◆ **WORK TASK**:
Transcribe all the entries word for word, but omit the images.

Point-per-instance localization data
⟨

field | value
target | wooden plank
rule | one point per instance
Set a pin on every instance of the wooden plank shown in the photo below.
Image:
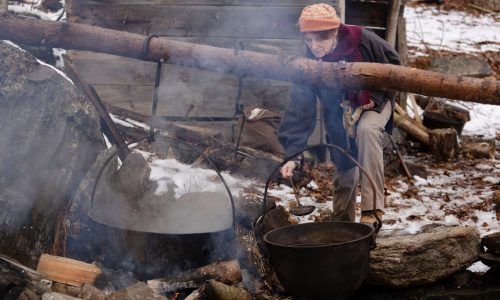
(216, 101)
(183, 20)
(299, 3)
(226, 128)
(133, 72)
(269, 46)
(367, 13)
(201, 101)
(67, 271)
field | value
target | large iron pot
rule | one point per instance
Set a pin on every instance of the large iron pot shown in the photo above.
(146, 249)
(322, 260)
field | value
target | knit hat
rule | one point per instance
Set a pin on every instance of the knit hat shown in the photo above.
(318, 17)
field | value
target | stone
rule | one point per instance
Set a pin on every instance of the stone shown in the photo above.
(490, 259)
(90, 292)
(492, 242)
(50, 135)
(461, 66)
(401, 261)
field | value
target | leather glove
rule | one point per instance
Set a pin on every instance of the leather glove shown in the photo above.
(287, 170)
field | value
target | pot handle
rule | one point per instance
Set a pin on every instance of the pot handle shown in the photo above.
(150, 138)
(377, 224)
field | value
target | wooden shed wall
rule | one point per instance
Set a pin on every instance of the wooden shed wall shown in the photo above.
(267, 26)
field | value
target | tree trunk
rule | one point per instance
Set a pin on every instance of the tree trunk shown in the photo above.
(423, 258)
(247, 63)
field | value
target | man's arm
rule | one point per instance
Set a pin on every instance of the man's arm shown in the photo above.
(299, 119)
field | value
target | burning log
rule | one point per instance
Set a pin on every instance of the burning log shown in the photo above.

⟩

◆ **WORKED SOLUTION**:
field | value
target | wooden plank
rule | one point per instance
Set a pin on every instance of the wooden plank shown in the photo below.
Image:
(216, 101)
(183, 20)
(299, 3)
(226, 128)
(133, 72)
(269, 46)
(367, 13)
(201, 101)
(67, 271)
field | value
target | large iron pot
rule | one point per instance
Set a pin on every instance of the large iron pot shown in the photo above.
(146, 249)
(322, 260)
field | value
target | knit hat
rule | one point per instance
Set a pin on every instance of the knit hat shown in the photo above.
(318, 17)
field | value
target | stone
rule | one point per instance
Set a pin on every instance of the stone shown in the photo above.
(490, 259)
(90, 292)
(492, 242)
(50, 135)
(461, 66)
(401, 261)
field | value
target | leather glove
rule | one point per instance
Set a pin on every instance of the leather glove shown in the photo above.
(287, 170)
field | value
target | pot handle
rule | one point per instance
Set a pin on every instance of the pot handle shown in the photo above.
(150, 138)
(377, 224)
field | value
target | wooden shed wall
rule | one point per instance
Set a pin on every instance of the wooden shed wall shown in the photo above.
(267, 26)
field | value
target | tree trunk
rule | one point per instance
Set a pin on every instance of the tree trunk shown in the photo above.
(423, 258)
(247, 63)
field | value
target | man's arm
rule | one point per instance
Set a pin on every instance of the man's arm shown in the photo above.
(299, 119)
field | value
target | burning log
rule | one point per instance
Set a pin on every instance of the burning log shown in the photo above.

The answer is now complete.